* _Excerpt provided_:
++++++++++
2025/10/08

Behind the Infrastructure Powering Global Expansion

Author:: yanolab

, 2025/10/08

Behind the Infrastructure Powering Global Expansion

I’m yanolab, working as an Architect and SRE in Cross Border (XB) Engineering.
On the first day of this blog series, we introduced Rebuilding App and Foundation for Global Expansion. In this article, titled "Behind the Scenes of Infrastructure Supporting Global Expansion," I’d like to delve a bit deeper into the architecture, frameworks, and initiatives of our backend systems.

Background

Mercari has long adopted and operated a Microservice architecture, investing in its ecosystem. We have Microservice templates called echo services, an SDK for developing Microservices in Go, Terraform modules called starter kits that consolidate basic infrastructure configurations, and an SDK that abstracts Kubernetes configurations to manage Deployments with minimal code. Additionally, when releasing Microservices, there’s a process called Production Readiness Check (PRC), and newly developed products or Microservices must pass this checklist. While these ecosystems and processes have matured, the increasingly complex ecosystem has raised the learning cost, and the bloated PRC has meant that launching a single Microservice now takes at least three months. Moreover, when launching new businesses, despite starting with a small team, we often need to launch dozens of Microservices. In such cases, the effort to spend 3 months per Microservice is unrealistic, and Mercari’s recent new businesses have increasingly adopted Monolith-like approaches. (ref: Mercari Hallo’s Tech Stack and Why We Chose It)
++++++++++
* _What to do_:
A: According to the article, how long does launching a single Microservice at Mercari now take?
B: Using the article, mark each statement yes or no, and quote the words that settle it: (i) Mercari's Microservice templates are called echo services. (ii) Mercari's new businesses usually start with a large team. (iii) The author works as an Architect and SRE in Cross Border (XB) Engineering.
C: Please write out the article word for word from "Author:: yanolab" to "our backend systems.".

* _Provided material_:
++++++++++
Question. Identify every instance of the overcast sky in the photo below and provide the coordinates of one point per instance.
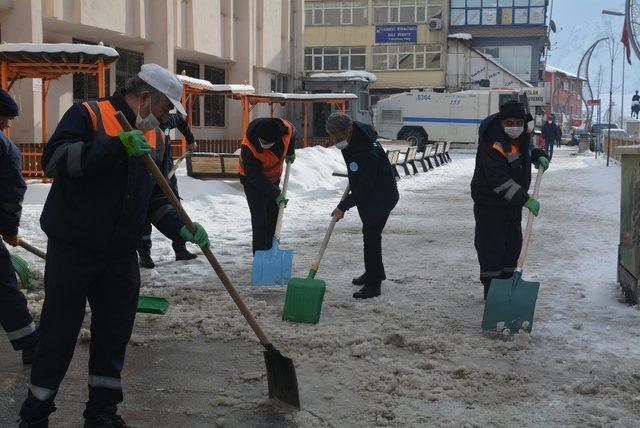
++++++++++
* _Outputs in order_:
A: At least three months.

B:
(i) Yes: "We have Microservice templates called echo services"
(ii) No: "despite starting with a small team, we often need to launch dozens of Microservices"
(iii) Yes: "working as an Architect and SRE in Cross Border (XB) Engineering"

C:
Author:: yanolab

, 2025/10/08

Behind the Infrastructure Powering Global Expansion

I’m yanolab, working as an Architect and SRE in Cross Border (XB) Engineering.
On the first day of this blog series, we introduced Rebuilding App and Foundation for Global Expansion. In this article, titled "Behind the Scenes of Infrastructure Supporting Global Expansion," I’d like to delve a bit deeper into the architecture, frameworks, and initiatives of our backend systems.